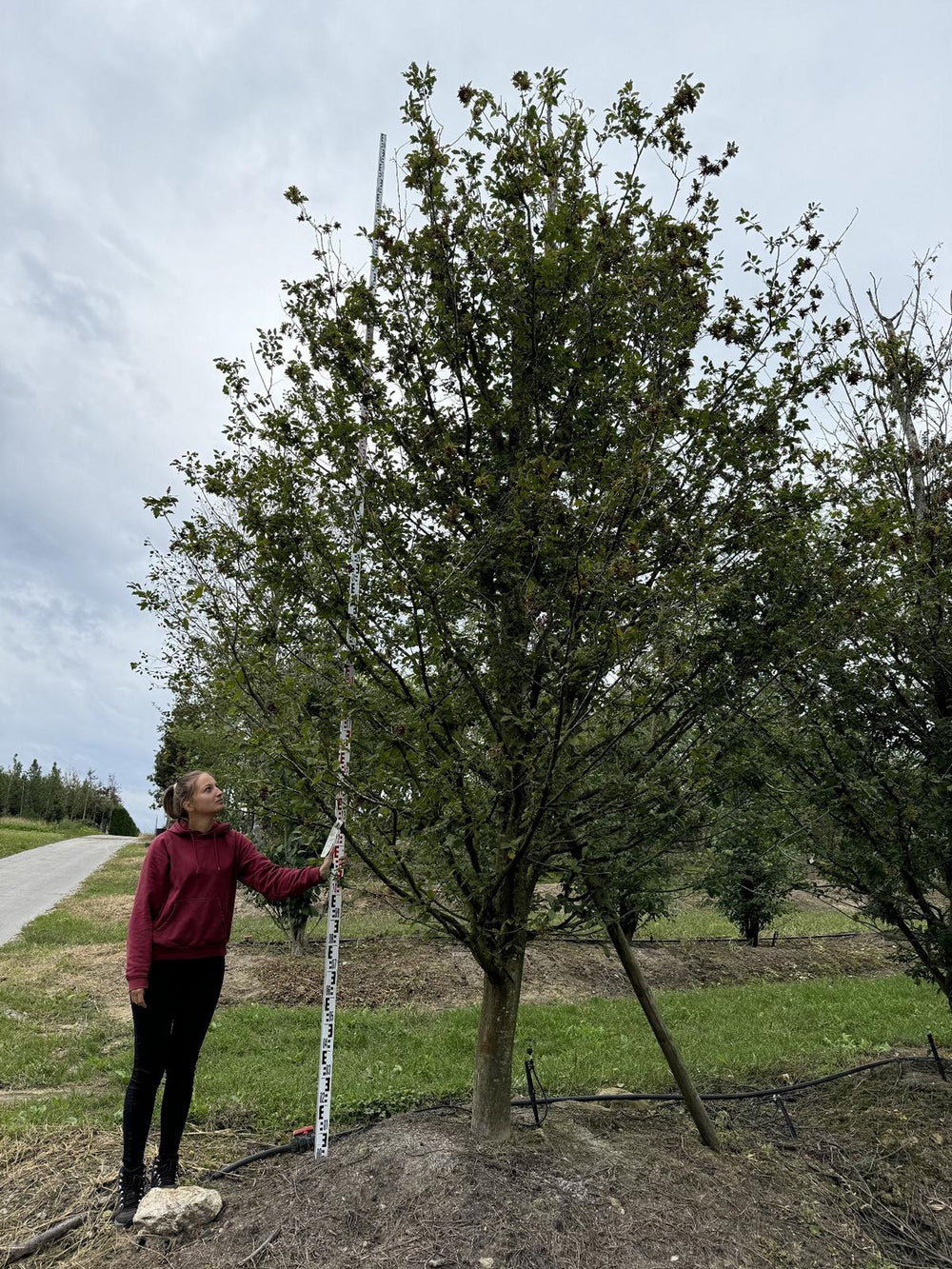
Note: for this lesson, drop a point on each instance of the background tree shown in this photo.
(874, 701)
(581, 446)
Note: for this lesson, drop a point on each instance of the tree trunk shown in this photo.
(663, 1036)
(493, 1079)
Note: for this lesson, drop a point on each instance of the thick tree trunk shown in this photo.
(493, 1081)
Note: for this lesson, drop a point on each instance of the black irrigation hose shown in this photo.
(588, 942)
(304, 1140)
(725, 1097)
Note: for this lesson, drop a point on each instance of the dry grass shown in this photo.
(864, 1185)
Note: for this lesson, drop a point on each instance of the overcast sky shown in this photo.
(147, 146)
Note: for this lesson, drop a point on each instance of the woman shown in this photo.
(175, 963)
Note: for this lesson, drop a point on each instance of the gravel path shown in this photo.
(34, 881)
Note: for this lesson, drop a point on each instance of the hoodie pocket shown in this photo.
(192, 922)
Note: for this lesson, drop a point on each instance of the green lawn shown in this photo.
(18, 834)
(258, 1066)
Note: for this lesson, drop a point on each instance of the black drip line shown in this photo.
(588, 942)
(540, 1101)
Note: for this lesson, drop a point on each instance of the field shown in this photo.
(598, 1184)
(18, 834)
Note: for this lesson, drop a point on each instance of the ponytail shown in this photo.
(178, 793)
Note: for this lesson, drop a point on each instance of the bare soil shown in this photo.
(867, 1184)
(440, 975)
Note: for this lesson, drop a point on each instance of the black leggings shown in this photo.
(181, 999)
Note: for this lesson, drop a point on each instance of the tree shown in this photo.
(875, 698)
(757, 845)
(579, 442)
(122, 823)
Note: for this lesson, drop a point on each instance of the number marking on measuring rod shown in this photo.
(335, 839)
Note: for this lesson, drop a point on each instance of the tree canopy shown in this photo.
(585, 460)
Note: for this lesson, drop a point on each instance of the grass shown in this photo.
(704, 922)
(258, 1066)
(17, 835)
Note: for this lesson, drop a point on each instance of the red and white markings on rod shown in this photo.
(335, 839)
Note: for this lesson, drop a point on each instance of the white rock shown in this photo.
(173, 1211)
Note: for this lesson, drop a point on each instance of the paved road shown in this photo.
(34, 881)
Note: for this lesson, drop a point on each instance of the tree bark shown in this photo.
(493, 1081)
(663, 1036)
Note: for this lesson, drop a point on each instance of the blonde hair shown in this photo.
(178, 793)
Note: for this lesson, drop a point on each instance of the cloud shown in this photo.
(145, 151)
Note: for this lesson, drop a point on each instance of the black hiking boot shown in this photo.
(132, 1187)
(166, 1172)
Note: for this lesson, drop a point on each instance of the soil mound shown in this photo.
(441, 975)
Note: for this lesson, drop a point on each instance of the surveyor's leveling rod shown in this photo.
(335, 839)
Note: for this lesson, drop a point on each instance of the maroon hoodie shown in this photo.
(186, 895)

§ **TASK OBJECTIVE**: Write out every line of the data above word for word, leaving out the picture.

§ **REPLY TO THE EXERCISE**:
Note: for this lesson, drop a point on each instance of the background tree shown in this photo.
(874, 701)
(581, 446)
Note: for this lesson, drop a point on each instance of the tree trunk shown in this photo.
(663, 1036)
(493, 1079)
Note: for this lesson, drop a point on each instance of the thick tree trunk shown in this photo.
(493, 1081)
Note: for this lesson, drop a point on each instance of the black irrigation hose shown in this photo.
(588, 942)
(304, 1140)
(725, 1097)
Note: for this lesson, drop a point on each instance of the dry grass shown in this photo.
(864, 1185)
Note: for this lesson, drop a point on each instance of the overcast sky shown in this photo.
(147, 146)
Note: for this lesson, drop a point on each instance of the woman shown in this photo.
(175, 963)
Note: for this lesson, drop a point on each instance of the gravel path shown in this photo.
(34, 881)
Note: for this lesson, drop a point on each instance of the hoodie pocket shown in this photo.
(192, 922)
Note: for this lesson, drop a point on each instance of the green lawn shown in this photo.
(18, 834)
(258, 1066)
Note: for this lesson, drop a point on each instance of the black drip line shown in this photo.
(588, 942)
(540, 1101)
Note: for this lesson, drop a point on each instance of the field shown in this photo.
(598, 1184)
(18, 834)
Note: for this lesson, drop a point on each instance of the ponytail shown in this photo.
(178, 793)
Note: for this lesson, drop a point on each instance of the bare soil shown in this photo.
(867, 1184)
(440, 975)
Note: for this lesson, drop a point on each instance of the black leggings shown in this photo.
(181, 999)
Note: for this lesson, drop a point on each instance of the tree shown in this photo.
(875, 698)
(757, 845)
(579, 442)
(122, 823)
Note: for this lesson, drop a point on each instance of the number marking on measuring rod shown in this photo.
(335, 839)
Note: for this lesson, drop a point on each instance of the tree canopy shown in this photo.
(585, 460)
Note: for this lesson, drop a point on each instance of the grass shown in this photo.
(704, 922)
(258, 1066)
(17, 835)
Note: for this lesson, drop a point on each instance of the red and white markings on rod shown in this photo.
(335, 839)
Note: for this lesson, drop a point on each instance of the white rock shown in this photo.
(173, 1211)
Note: for this lesson, drop a point on each instance of the paved road shown in this photo.
(34, 881)
Note: for this lesson, drop a point on each instance of the tree bark shown in this photo.
(493, 1081)
(663, 1036)
Note: for this lesson, drop a point on each instance of the blonde hair shown in this photo.
(178, 793)
Note: for this lesson, drop a point on each instance of the cloud shown in this photo.
(145, 151)
Note: for this lesson, drop a point on each instance of the black hiking boot shown in this photo.
(132, 1187)
(166, 1172)
Note: for this lesson, drop a point on each instance of the soil mound shown in this photo.
(441, 975)
Note: for this lesson, drop a point on each instance of the surveyor's leveling rod shown in this photo.
(335, 839)
Note: for this lesson, drop a point on each instance of the maroon hoodie shown in this photo.
(186, 895)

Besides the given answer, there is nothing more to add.